### TASK REQUIREMENTS:
**A.** In the Southern California wine history text, copy the passage that begins at the words "Vineryards at Joseph" and stops after the words "of this property.".
**B.** Rescale the rows from the line that has "Given the photograph above, point out the glass light" through the last row, and reproduce only those lines, keeping the request lines. Multiply each answer coordinate by 0.35, round to whole numbers with halves going up, and leave the request text and its sample numbers unchanged.

### TEXT SECTION:
- - - - -

Wine History - Southern California, Part Two

Vineryards at Joseph Fillippi and the urban interface

Last week, I shared a brief history of wine in Southern California. Los Angeles and San Gabriel may have been where things started, but as the population expanded, the outlying areas of the Cucamonga Valley were where the largest, and most successful vineyards were grown. When I left off last week, we were at the time of prohibition, but I want to take a step back a bit….

I had the opportunity to go wine tasting at the GalleanoWinery in Mira Loma. While tasting some of their wines, in walks Don Galleano, third generation winemaker. Next thing I know, we are going on a private tour of the property, and winery, and learning the amazing history of this property.

Barrel tasting with Don Galleano
Don Galleano told us that the property was originally owned by Colonel Cantu (the first territorial governor of Baja California). In the 1920, due to political changes in Mexico, Col. Cantu moved to California, and purchased a ranch in Wineville (now Mira Loma). The house that still stands on the property is the original house, but now with a wine cellar, and a different front door (as the original door faced north, accepting all the winds and dust that flow through the Cajon Pass).

- - - - -

[Entries for pointing at named objects]
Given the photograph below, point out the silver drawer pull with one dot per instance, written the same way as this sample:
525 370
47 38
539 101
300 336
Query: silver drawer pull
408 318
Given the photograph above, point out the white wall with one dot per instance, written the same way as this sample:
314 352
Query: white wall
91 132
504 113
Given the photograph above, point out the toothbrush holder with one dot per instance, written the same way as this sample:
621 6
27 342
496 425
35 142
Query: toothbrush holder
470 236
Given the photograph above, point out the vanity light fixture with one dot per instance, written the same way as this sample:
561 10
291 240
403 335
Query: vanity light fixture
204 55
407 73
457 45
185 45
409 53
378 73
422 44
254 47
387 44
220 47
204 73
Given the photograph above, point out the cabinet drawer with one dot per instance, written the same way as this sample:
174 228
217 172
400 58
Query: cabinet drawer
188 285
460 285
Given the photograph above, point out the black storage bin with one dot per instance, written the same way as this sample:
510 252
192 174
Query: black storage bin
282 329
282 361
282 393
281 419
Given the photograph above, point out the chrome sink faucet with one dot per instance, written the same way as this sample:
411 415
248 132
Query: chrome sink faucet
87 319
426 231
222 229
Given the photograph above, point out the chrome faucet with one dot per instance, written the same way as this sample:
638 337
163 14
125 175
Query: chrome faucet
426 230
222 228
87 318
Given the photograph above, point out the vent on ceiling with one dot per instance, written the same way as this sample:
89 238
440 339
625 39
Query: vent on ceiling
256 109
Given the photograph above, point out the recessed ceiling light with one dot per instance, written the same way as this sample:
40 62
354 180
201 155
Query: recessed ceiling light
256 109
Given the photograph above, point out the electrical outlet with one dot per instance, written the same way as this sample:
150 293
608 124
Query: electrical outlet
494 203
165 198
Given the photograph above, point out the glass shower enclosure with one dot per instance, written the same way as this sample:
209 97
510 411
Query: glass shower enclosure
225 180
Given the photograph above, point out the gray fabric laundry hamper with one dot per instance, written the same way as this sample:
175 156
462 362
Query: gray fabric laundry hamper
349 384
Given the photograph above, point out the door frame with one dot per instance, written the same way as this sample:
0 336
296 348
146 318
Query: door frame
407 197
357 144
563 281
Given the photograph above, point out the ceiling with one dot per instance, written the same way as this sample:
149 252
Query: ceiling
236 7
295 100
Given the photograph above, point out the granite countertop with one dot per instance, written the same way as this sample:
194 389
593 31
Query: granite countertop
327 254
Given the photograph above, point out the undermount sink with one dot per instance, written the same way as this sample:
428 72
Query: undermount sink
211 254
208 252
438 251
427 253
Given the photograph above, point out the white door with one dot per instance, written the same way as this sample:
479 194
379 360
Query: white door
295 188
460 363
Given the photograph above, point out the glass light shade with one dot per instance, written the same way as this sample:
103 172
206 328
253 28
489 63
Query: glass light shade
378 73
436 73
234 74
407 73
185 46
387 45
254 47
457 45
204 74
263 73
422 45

- - - - -

### OUTPUTS:
**A.**
Vineryards at Joseph Fillippi and the urban interface

Last week, I shared a brief history of wine in Southern California. Los Angeles and San Gabriel may have been where things started, but as the population expanded, the outlying areas of the Cucamonga Valley were where the largest, and most successful vineyards were grown. When I left off last week, we were at the time of prohibition, but I want to take a step back a bit….

I had the opportunity to go wine tasting at the GalleanoWinery in Mira Loma. While tasting some of their wines, in walks Don Galleano, third generation winemaker. Next thing I know, we are going on a private tour of the property, and winery, and learning the amazing history of this property.

**B.**
Given the photograph above, point out the glass light shade with one dot per instance, written the same way as this sample:
103 172
206 328
253 28
489 63
Query: glass light shade
132 26
153 26
82 26
142 26
65 16
135 16
89 16
160 16
71 26
92 26
148 16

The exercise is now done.